Information shown:

________________

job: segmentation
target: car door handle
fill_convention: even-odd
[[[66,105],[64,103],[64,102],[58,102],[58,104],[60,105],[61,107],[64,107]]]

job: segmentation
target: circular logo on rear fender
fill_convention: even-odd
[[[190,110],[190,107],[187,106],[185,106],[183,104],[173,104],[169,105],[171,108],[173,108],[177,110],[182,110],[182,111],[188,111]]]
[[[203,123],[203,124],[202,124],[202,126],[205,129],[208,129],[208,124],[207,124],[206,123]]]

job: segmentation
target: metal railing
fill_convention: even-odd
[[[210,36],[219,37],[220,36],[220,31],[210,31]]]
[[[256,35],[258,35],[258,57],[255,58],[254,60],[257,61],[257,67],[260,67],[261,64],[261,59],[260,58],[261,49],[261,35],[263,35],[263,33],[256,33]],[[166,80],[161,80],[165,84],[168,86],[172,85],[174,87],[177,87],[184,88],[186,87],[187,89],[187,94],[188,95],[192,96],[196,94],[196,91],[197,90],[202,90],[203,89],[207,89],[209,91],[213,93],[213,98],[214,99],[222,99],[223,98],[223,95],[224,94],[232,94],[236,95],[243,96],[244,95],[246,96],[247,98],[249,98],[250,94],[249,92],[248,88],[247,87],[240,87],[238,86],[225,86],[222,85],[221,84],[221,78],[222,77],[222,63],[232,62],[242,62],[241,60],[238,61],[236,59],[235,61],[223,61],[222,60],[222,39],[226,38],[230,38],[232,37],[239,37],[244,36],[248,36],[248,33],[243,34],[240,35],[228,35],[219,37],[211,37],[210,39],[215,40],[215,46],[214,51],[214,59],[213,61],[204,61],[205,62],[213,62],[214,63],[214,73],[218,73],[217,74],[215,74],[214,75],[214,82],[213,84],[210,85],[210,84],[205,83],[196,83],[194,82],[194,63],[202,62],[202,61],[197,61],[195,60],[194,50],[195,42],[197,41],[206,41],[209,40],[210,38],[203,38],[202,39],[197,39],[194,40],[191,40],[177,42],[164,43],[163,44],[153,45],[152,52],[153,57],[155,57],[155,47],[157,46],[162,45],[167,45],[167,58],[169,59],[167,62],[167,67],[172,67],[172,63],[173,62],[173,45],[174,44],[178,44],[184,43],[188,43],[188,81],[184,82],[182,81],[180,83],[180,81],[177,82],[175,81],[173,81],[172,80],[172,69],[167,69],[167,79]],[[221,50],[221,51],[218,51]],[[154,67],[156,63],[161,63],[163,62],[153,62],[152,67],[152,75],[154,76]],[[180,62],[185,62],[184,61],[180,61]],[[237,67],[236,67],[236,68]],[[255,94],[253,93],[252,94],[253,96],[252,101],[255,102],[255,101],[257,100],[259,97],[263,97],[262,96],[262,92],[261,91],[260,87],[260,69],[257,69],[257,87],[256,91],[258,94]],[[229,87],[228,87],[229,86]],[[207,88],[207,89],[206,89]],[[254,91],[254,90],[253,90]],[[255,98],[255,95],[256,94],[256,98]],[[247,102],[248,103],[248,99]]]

________________

Exercise:
Can you tally how many lines of the records contain the string "target", matching case exactly, and give only that number?

Expected output:
3